An exact copy of the listing below is required.
⟨
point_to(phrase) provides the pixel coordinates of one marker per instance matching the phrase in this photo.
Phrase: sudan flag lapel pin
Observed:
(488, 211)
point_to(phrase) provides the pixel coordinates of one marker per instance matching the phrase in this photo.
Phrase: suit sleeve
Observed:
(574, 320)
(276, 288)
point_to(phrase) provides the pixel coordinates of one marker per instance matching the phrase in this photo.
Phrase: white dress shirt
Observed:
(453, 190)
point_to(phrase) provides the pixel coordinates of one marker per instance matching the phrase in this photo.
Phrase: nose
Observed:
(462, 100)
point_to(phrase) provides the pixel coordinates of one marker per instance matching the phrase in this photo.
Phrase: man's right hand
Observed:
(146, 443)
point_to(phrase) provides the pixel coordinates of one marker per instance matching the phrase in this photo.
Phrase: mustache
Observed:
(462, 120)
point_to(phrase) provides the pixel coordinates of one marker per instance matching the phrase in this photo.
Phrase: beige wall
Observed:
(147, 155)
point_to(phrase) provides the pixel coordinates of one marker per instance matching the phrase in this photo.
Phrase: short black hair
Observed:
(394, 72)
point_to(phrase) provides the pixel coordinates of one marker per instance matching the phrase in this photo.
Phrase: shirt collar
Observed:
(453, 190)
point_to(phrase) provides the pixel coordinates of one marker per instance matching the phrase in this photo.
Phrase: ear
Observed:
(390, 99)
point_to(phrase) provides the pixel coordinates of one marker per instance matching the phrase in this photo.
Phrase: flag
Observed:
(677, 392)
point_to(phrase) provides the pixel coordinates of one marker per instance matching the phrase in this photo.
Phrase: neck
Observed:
⟩
**Your response:**
point_to(phrase) provides the pixel coordinates of one marker per instance matching the phrase in this photo.
Phrase: sudan flag lapel pin
Observed:
(488, 211)
point_to(phrase) provides the pixel coordinates of one marker per instance matching the phrase in this photo.
Phrase: suit sleeve
Observed:
(574, 320)
(276, 288)
point_to(phrase) provides the pixel coordinates of one marker per instance matching the phrase in this photo.
Phrase: white dress shirt
Observed:
(453, 190)
point_to(phrase) provides the pixel coordinates of one marker per instance matching the phrase in this photo.
Phrase: nose
Observed:
(462, 100)
point_to(phrase) provides the pixel coordinates of one marker per instance matching the phrase in this photo.
Phrase: man's right hand
Observed:
(146, 443)
point_to(phrase) provides the pixel coordinates of one marker per instance matching the phrase in this photo.
Phrase: mustache
Observed:
(462, 120)
point_to(phrase) provides the pixel coordinates of one marker per instance matching the phrase in this photo.
Phrase: beige wall
Observed:
(147, 155)
point_to(phrase) provides the pixel coordinates of one marker per instance matching the phrase in this photo.
Phrase: short black hair
Observed:
(394, 72)
point_to(phrase) provides the pixel coordinates of one marker per instance matching the phrase in this photo.
Phrase: shirt collar
Observed:
(453, 190)
point_to(phrase) provides the pixel coordinates of one marker per instance matching the phrase in this photo.
Phrase: ear
Observed:
(390, 99)
point_to(phrase) provides the pixel coordinates of one marker per instance matching the phrase in this photo.
Phrase: flag
Observed:
(677, 392)
point_to(phrase) provides the pixel coordinates of one marker per instance matching the phrase in this photo.
Phrase: neck
Observed:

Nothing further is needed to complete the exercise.